§ PROBLEM REQUIREMENTS: Count the lines in the rows below that contain the string "person". Matching is case-sensitive. Reply with the number only.

• • •

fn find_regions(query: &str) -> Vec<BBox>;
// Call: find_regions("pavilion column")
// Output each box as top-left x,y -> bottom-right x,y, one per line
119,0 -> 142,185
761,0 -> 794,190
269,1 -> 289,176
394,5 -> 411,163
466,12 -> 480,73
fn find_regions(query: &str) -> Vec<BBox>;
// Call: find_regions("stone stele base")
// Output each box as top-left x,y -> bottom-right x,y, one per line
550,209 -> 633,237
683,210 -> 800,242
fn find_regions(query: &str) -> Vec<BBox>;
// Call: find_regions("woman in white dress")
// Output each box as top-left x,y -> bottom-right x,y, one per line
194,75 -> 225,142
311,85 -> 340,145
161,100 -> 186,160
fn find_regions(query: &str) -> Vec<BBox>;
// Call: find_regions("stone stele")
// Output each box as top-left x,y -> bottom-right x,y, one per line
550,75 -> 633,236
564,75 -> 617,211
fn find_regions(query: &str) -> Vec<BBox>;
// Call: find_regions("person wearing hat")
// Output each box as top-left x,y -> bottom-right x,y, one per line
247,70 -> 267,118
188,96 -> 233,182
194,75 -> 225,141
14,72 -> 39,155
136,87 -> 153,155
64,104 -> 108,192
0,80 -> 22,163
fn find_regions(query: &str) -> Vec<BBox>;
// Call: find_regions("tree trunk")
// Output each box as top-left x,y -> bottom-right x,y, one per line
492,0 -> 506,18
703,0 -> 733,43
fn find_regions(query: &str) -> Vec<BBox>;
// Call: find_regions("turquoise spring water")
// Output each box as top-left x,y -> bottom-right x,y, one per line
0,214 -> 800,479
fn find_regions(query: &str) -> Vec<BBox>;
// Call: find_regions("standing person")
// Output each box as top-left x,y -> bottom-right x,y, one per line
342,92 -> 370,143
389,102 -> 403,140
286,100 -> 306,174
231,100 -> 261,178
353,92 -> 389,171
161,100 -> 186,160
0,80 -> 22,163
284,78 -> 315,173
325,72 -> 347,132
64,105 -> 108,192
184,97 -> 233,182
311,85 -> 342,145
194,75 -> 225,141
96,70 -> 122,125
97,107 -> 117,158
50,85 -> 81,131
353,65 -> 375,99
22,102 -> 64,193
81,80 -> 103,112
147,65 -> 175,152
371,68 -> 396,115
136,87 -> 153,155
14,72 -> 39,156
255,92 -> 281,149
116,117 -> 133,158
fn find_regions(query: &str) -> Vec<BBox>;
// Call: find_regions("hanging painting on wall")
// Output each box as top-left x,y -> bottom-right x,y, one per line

• • •

§ FINAL ANSWER: 2